Main difference - query has join on pg_am.

Output for EXPLAIN SELECT typinput = 'array_in'::REGPROC AS is_array, typtype, typname FROM pg_catalog.pg_type LEFT JOIN (SELECT ns.oid AS nspoid, ns.nspname, r.r FROM pg_namespace AS ns JOIN (SELECT s.r, (current_schemas(false))[s.r] AS nspname FROM ROWS FROM (generate_series(1, array_upper(current_schemas(false), 1))) AS s (r)) AS r USING (nspname)) AS sp ON sp.nspoid = typnamespace WHERE typname = 'jsonb' ORDER BY sp.r, pg_type.oid DESC;

~ # time psql -U admin -h v20_2_2 -d db1 -p26257 -f test_query.sql 
Password for user admin: 
                  tree                  |    field     |      description       
----------------------------------------pg_am+--------------+------------------------
                                        | distribution | local
                                        | vectorized   | false
 sort                                   |              | 
  │                                     | order        | +generate_series,-oid
  └── render                            |              | 
       └── hash join (right outer)      |              | 
            │                           | equality     | (oid) = (typnamespace)

## Data shown

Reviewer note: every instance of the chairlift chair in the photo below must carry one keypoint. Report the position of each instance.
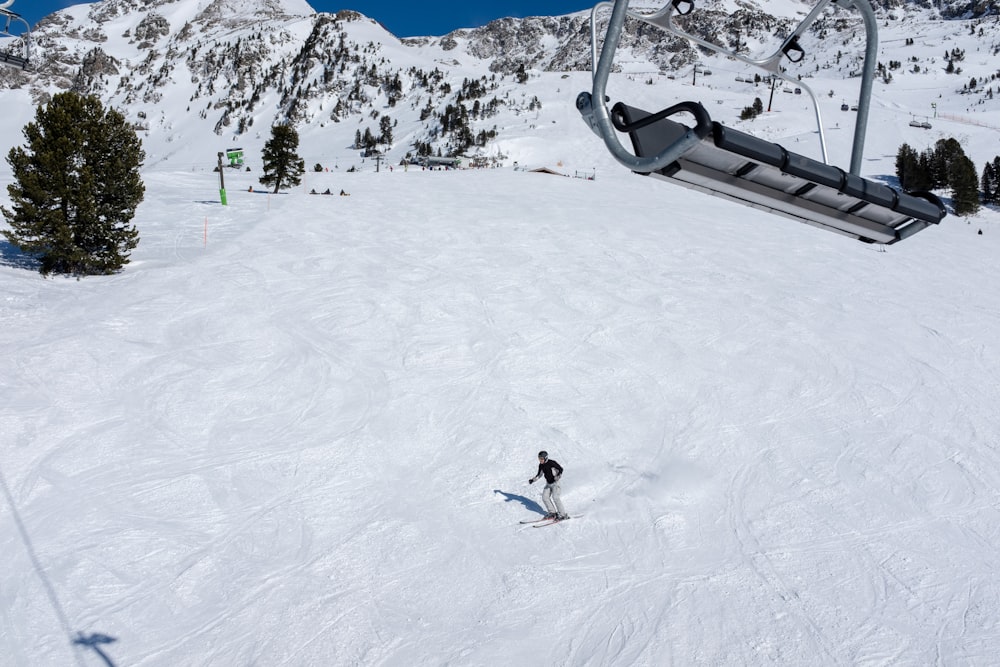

## Exercise requirements
(1) Please translate the sentence "Main difference - query has join on pg_am." from the text on the query plan into Spanish.
(2) Pick up the query plan output at the point where it stops and continue it.

## Results by task
(1) Diferencia principal: la consulta tiene un join sobre pg_am.

(2)
            ├── hash join               |              | 
            │    │                      | equality     | (nspname) = (nspname)
            │    ├── virtual table      |              | 
            │    │                      | table        | pg_namespace@primary
            │    └── render             |              | 
            │         └── project set   |              | 
            │              └── emptyrow |              | 
            └── filter                  |              | 
                 │                      | filter       | typname = 'jsonb'
                 └── virtual table      |              | 
                                        | table        | pg_type@primary
(18 rows)


real	0m5.982s
user	0m0.052s
sys	0m0.016s
 ~ # time psql -U admin -h v20_1_8 -d db1 -p26257 -f test_query.sql 
Password for user admin: 
                    tree                     |    field    |      description       
---------------------------------------------+-------------+------------------------
                                             | distributed | false
                                             | vectorized  | false
 render                                      |             | 
  └── sort                                   |             | 
       │                                     | order       | +generate_series,-oid
       └── render                            |             | 
            └── hash-join                    |             | 
                 │                           | type        | right outer
                 │                           | equality    | (oid) = (typnamespace)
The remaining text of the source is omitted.